PynamoDB icon indicating copy to clipboard operation
PynamoDB copied to clipboard

Getting a ValueError when deserializing a valid UTCTimeDateAttribute

Open ph3ne opened this issue 3 years ago • 9 comments

Hello,

I'm getting stuck with a ValueError when i use the get() method on the following model:

class Job(Model):
    class Meta:
        table_name = environ.get('TABLE_NAME')
        aws_access_key_id = environ.get('AWS_ACCESS_KEY_ID')
        aws_secret_access_key = environ.get('AWS_SECRET_ACCESS_KEY')
        region = 'eu-west-3'

    id = NumberAttribute(hash_key=True)
    name = UnicodeAttribute()
    tenant = UnicodeAttribute()
    query = UnicodeAttribute()
    schedule = UnicodeAttribute()
    active = BooleanAttribute()
    created_by = UnicodeAttribute()
    modified_by = UnicodeAttribute()
    creation_date = UTCDateTimeAttribute()
    modification_date = UTCDateTimeAttribute()

the item I'm trying to retrieve has the following values:

{
  "id": {
    "N": "1"
  },
  "tenant": {
    "S": "TRN"
  },
  "active": {
    "BOOL": true
  },
  "schedule": {
    "S": "every monday"
  },
  "query": {
    "S": "select * from *"
  },
  "created_by": {
    "S": "Lucas"
  },
  "modification_date": {
    "S": "2021-09-06 17:04:21.899683"
  },
  "modified_by": {
    "S": "Lucas"
  },
  "name": {
    "S": "Test Job 1"
  },
  "creation_date": {
    "S": "2021-09-06 17:04:21.899683"
  }
}

But i get the following stack trace:

 File "/mnt/c/Users/l.pierru/Documents/Focal Microservices/infor-data-lake-to-s3/test_scan.py", line 55, in <module>
    job = Job.get(2)
  File "/home/lpierru/.local/share/virtualenvs/infor-data-lake-to-s3-_H1zLWyn/lib/python3.9/site-packages/pynamodb/models.py", line 542, in get
    return cls.from_raw_data(item_data)
  File "/home/lpierru/.local/share/virtualenvs/infor-data-lake-to-s3-_H1zLWyn/lib/python3.9/site-packages/pynamodb/models.py", line 556, in from_raw_data
    return cls._instantiate(data)
================
REQUIREMENT A:
Retype the stretch of the PynamoDB issue from "aws_access_key_id = environ.get('AWS_ACCESS_KEY_ID')" through "creation_date = UTCDateTimeAttribute()".
The listing below has no connection to the PynamoDB issue.

ROWS:
================
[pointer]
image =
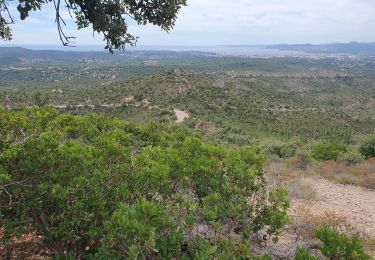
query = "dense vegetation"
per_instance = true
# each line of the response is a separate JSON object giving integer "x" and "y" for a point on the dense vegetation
{"x": 107, "y": 173}
{"x": 94, "y": 186}
{"x": 247, "y": 99}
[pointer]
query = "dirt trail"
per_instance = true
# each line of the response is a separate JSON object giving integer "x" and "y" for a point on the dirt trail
================
REQUIREMENT B:
Rewrite the whole listing with "dense vegetation" changed to "shrubland" wherever it occurs, leaving everything else unchanged and the pictures out.

COMPLETE RESPONSE A:
aws_access_key_id = environ.get('AWS_ACCESS_KEY_ID')
        aws_secret_access_key = environ.get('AWS_SECRET_ACCESS_KEY')
        region = 'eu-west-3'

    id = NumberAttribute(hash_key=True)
    name = UnicodeAttribute()
    tenant = UnicodeAttribute()
    query = UnicodeAttribute()
    schedule = UnicodeAttribute()
    active = BooleanAttribute()
    created_by = UnicodeAttribute()
    modified_by = UnicodeAttribute()
    creation_date = UTCDateTimeAttribute()

COMPLETE RESPONSE B:
[pointer]
image =
query = "shrubland"
per_instance = true
# each line of the response is a separate JSON object giving integer "x" and "y" for a point on the shrubland
{"x": 107, "y": 173}
{"x": 94, "y": 186}
{"x": 247, "y": 99}
[pointer]
query = "dirt trail"
per_instance = true
# each line of the response is a separate JSON object giving integer "x" and "y" for a point on the dirt trail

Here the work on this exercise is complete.